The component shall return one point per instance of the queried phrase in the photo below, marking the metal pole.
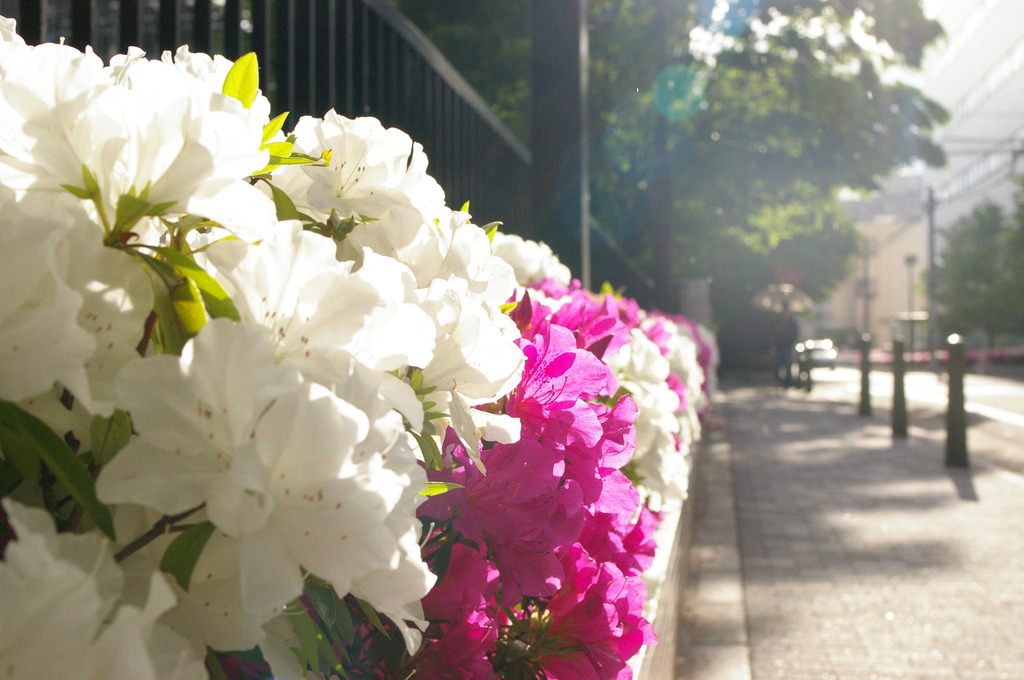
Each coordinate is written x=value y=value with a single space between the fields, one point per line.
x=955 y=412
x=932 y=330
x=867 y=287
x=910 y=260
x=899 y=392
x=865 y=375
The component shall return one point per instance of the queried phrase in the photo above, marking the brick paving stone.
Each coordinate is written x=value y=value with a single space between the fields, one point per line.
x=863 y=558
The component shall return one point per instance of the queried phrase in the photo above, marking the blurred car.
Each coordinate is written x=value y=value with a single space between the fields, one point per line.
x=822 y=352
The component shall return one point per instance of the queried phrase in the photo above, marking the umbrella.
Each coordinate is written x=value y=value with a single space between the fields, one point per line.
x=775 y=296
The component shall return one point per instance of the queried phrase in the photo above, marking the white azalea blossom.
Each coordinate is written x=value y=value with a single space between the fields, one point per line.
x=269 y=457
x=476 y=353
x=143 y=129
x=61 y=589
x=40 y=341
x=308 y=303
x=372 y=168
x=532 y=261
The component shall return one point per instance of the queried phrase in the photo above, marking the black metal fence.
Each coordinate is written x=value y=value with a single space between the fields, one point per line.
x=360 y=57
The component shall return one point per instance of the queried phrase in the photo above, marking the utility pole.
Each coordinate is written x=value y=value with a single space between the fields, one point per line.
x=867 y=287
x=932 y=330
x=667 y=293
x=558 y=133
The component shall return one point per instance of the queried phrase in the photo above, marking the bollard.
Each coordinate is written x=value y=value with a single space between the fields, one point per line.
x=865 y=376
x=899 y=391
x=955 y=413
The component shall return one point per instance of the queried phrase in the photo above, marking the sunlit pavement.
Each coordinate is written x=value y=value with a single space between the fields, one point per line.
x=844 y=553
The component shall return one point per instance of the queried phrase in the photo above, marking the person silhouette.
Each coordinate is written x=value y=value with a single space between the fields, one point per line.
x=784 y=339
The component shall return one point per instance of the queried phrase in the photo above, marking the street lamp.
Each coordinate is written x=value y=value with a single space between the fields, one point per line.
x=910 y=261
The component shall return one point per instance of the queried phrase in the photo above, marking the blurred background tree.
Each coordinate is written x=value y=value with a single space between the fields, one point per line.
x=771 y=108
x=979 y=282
* * *
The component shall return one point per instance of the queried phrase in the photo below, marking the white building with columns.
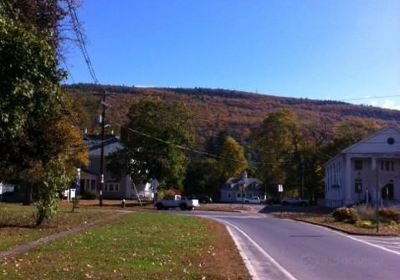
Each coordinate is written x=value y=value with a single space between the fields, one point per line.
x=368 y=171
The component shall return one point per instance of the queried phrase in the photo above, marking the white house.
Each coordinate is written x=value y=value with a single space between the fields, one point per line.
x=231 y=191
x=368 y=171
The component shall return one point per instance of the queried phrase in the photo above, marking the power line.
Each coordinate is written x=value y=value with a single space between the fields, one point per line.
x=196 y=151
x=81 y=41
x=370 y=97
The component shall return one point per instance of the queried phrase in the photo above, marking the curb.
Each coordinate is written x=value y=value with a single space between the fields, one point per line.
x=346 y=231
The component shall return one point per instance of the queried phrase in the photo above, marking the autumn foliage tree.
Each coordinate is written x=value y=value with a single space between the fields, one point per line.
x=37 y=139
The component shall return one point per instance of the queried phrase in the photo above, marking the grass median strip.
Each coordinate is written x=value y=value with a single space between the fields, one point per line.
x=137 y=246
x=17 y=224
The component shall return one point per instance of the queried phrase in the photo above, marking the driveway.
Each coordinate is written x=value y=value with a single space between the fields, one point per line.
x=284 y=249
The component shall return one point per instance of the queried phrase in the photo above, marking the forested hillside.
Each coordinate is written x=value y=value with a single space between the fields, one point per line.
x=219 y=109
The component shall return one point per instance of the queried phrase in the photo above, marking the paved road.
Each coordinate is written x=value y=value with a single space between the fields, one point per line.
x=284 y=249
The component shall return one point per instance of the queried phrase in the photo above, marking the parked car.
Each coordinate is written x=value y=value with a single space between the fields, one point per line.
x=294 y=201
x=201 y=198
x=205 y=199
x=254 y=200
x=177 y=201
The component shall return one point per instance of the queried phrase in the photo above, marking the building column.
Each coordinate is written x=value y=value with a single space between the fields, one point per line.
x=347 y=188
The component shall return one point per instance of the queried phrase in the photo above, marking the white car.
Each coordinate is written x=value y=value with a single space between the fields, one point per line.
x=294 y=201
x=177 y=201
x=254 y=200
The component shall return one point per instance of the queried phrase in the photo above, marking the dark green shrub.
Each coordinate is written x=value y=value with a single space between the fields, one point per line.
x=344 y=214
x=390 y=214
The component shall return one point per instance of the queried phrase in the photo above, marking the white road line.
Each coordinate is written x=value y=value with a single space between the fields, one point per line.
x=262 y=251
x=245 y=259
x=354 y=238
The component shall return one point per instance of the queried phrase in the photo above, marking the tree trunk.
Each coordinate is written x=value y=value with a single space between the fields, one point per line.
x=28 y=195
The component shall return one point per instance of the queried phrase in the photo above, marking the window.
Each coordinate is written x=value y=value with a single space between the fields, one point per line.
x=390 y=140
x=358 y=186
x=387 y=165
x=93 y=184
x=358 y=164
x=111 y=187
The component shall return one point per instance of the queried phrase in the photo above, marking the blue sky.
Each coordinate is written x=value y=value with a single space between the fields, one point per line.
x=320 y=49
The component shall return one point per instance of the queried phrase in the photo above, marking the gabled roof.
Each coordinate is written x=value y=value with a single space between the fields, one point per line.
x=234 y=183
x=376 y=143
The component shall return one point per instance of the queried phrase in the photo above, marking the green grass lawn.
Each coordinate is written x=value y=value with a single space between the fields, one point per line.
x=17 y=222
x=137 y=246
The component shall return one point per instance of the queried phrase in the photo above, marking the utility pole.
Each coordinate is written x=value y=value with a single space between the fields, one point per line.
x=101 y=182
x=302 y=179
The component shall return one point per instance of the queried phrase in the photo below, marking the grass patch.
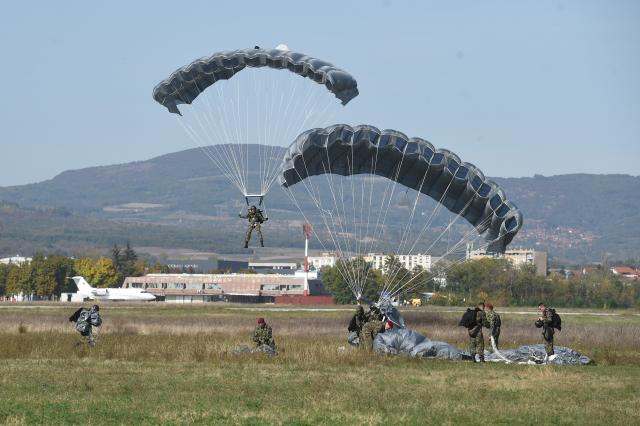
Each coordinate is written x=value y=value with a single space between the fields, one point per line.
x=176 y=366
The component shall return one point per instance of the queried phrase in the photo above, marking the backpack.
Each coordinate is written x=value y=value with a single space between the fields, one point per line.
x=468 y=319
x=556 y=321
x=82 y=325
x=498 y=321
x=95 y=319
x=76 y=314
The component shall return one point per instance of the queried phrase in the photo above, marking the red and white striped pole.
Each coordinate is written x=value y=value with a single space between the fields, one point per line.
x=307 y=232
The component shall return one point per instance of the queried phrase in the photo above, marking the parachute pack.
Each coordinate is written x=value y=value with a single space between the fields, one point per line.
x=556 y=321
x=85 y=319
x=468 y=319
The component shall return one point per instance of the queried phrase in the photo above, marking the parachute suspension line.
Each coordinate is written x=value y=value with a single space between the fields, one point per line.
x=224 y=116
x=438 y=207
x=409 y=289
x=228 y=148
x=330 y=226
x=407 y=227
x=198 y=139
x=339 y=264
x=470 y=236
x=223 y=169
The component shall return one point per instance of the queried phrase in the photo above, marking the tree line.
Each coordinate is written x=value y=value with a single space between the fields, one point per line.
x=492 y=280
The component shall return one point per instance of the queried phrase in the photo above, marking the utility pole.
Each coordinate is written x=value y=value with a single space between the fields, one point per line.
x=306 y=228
---
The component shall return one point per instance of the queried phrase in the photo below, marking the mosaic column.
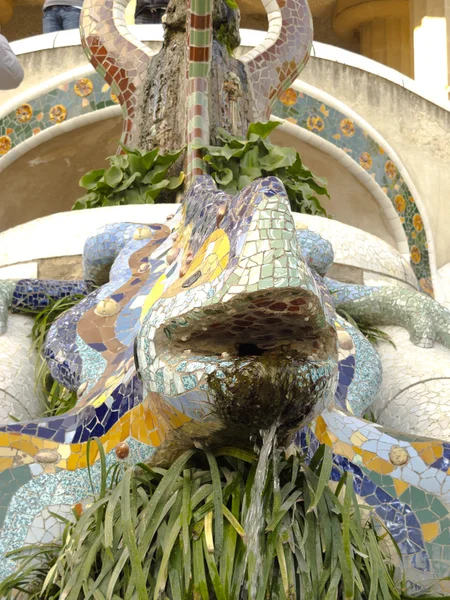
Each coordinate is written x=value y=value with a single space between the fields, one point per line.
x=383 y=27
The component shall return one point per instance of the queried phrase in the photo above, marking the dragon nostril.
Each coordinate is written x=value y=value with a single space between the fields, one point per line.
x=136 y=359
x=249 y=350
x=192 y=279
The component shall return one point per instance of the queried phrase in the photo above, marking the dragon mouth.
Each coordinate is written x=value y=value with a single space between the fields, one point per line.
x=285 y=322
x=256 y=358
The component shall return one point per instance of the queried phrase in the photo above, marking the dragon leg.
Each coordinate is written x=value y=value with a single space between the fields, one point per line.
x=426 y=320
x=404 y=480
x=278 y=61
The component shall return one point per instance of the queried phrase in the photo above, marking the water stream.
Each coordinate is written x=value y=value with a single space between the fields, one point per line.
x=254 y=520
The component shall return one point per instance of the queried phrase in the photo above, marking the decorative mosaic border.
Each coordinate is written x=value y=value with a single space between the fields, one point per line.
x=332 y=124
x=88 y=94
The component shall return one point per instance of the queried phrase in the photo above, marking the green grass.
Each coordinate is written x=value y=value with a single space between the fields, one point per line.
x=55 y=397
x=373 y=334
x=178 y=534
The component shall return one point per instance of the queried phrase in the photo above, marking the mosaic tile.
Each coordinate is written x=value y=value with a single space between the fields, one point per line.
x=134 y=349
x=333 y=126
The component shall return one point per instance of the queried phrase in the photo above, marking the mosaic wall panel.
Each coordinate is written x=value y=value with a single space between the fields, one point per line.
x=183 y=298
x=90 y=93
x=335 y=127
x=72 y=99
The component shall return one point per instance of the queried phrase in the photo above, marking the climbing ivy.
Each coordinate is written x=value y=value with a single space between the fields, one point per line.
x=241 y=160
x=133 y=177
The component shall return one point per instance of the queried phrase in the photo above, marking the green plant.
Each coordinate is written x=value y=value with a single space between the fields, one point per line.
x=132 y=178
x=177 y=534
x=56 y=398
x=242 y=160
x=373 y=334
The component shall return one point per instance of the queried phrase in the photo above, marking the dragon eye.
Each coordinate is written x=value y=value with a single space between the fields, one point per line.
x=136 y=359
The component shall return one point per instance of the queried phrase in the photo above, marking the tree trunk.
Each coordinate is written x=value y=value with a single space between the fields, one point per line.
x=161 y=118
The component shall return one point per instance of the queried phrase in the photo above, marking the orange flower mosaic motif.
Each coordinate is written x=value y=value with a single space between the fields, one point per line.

# What to produce
When a line among the entries above contains "parachute", copy it.

# The completed task
The component shall return one point per instance of the queried phrase in the photo above, marking the parachute pack.
The component shall return one point per instance of the queried phrase in the photo above, marking the parachute suspension line.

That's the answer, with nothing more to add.